REQUIREMENT A — According to the image mosaicing assignment, why should photos be taken at the camera's highest resolution setting?
REQUIREMENT B — Carry on the image mosaicing assignment text past its last sentence.

GIVEN PASSAGE —

········

Programming Project #5 (proj5A) (first part)
CS194-26: Image Manipulation and Computational Photography
IMAGE WARPING and MOSAICING (first part of a larger project)
The goal of this assignment is to get your hands dirty in different aspects of image warping with a “cool” application — image mosaicing. You will take two or more photographs and create an image mosaic by registering, projective warping, resampling, and compositing them. Along the way, you will learn how to compute homographies, and how to use them to warp images.
The steps of the assignment are:
1. Shoot and digitize pictures (20 pts)
2. Recover homographies (20 pts)
3. Warp the images (20 pts) [produce at least two examples of rectified images]
4. Blend images into a mosaic (20 pts) [show source images and results for three mosaics.] 5. Optional Bells and Whistles (up to 20 pts, combined from Parts A and B)
6. Submit your results
There are some built in functions that are able to do much of what is needed. However, we want you to write your own code. Therefore, you are not allowed to use the following functions in your solution: cp2tform, imtransform, tformarray, tformfwd, tforminv, and maketform, or their python equivalents. On the other hand, there are a number of very helpful functions (e.g. for solving linear systems, inverting matrices, linear
interpolation, etc) that you are welcome to use. If there is a question whether a particular function is allowed, ask us.
Shoot the Pictures
Shoot two or more photographs so that the transforms between them are projective (a.k.a. perspective). One way to do this is to shoot from the same point of view but with different view directions, and with overlapping fields of view. Another way to do this is to shoot pictures of a planar surface (e.g. a wall) or a very far away scene (i.e. plane at infinity) from different points of view.
The easiest way to acquire pictures is using a digital camera. Make sure to use the highest resolution setting (important for homography calculation; you can always downsample it later). Matlab’s imread can take most popular image formats; use unix convert for the more obscure ones.

········

(Object location annotation data)
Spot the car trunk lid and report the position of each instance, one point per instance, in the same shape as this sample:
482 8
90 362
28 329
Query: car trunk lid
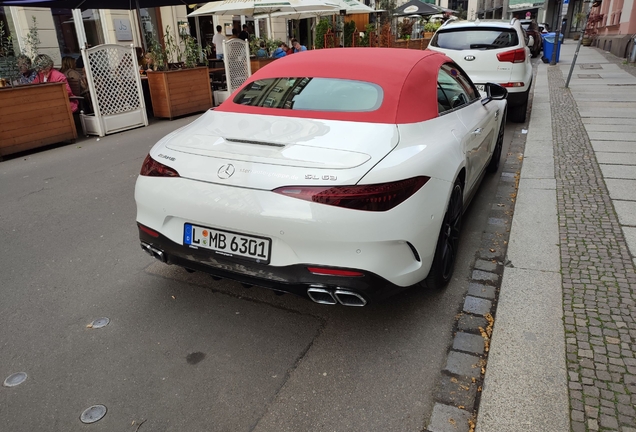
271 151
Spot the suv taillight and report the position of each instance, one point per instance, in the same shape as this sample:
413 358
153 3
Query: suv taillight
375 197
152 168
514 56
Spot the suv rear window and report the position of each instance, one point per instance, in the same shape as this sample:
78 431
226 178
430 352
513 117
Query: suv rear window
475 38
313 94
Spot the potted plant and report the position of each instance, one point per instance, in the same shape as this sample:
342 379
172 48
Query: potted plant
178 88
430 28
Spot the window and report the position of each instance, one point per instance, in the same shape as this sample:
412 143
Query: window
454 90
476 38
312 94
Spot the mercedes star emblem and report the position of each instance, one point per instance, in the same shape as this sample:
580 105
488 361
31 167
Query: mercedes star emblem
226 171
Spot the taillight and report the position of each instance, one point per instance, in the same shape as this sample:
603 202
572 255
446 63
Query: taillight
324 271
375 197
515 84
148 231
514 56
152 168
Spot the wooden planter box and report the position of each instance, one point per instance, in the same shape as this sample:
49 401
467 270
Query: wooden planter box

········

RESPONSE A — It is important for the homography calculation.

RESPONSE B —
While we expect you to acquire most of the data yourself, you are free to supplement it with other sources (old photographs, scanned images, the Internet). We’re not particular about how you take your pictures or get them into the computer, but we recommend:
Avoid fisheye lenses or lenses with significant barrel distortion (do straight lines come out straight?). Any focal length is ok in principle, but wide angle lenses often make more interesting mosaics.
Shoot as close together in time as possible, so your subjects don’t move on you, and lighting doesn’t change too much (unless you want this effect for artistic reasons).
Use identical aperture & exposure settings, if possible. On most “idiot cameras” you don’t have control of this, unfortunately. It’s nice to use identical exposures so that the images will have identical brightness in the overlap region.
You can use your smartphone camera, but please make sure the camera setting does not change. To do this, you can use exposure and focus locking (AE/AF) (e.g. in iPhone, you can press and hold to do this). You can also use a camera app. Please check the EXIF data of the photos once they are taken.
Overlap the fields of view significantly. 40% to 70% overlap is recommended. Too little overlap makes registration harder.
It’s OK to vary the zoom (change focal length) between pictures.
If you’re shooting a non-planar scene, then shoot pictures from the same position (turn camera, but don’t translate it). A tripod can help in this, particularly if objects are close.
Good scenes are: building interiors with lots of detail, inside a canyon or forest, tall waterfalls, panoramas. The mosaic can extend horizontally, vertically, or can tile a sphere. You might want to shoot several such image sets and choose the best.
Shoot and digitize your pictures early – leave time to re-shoot in case they don’t come out!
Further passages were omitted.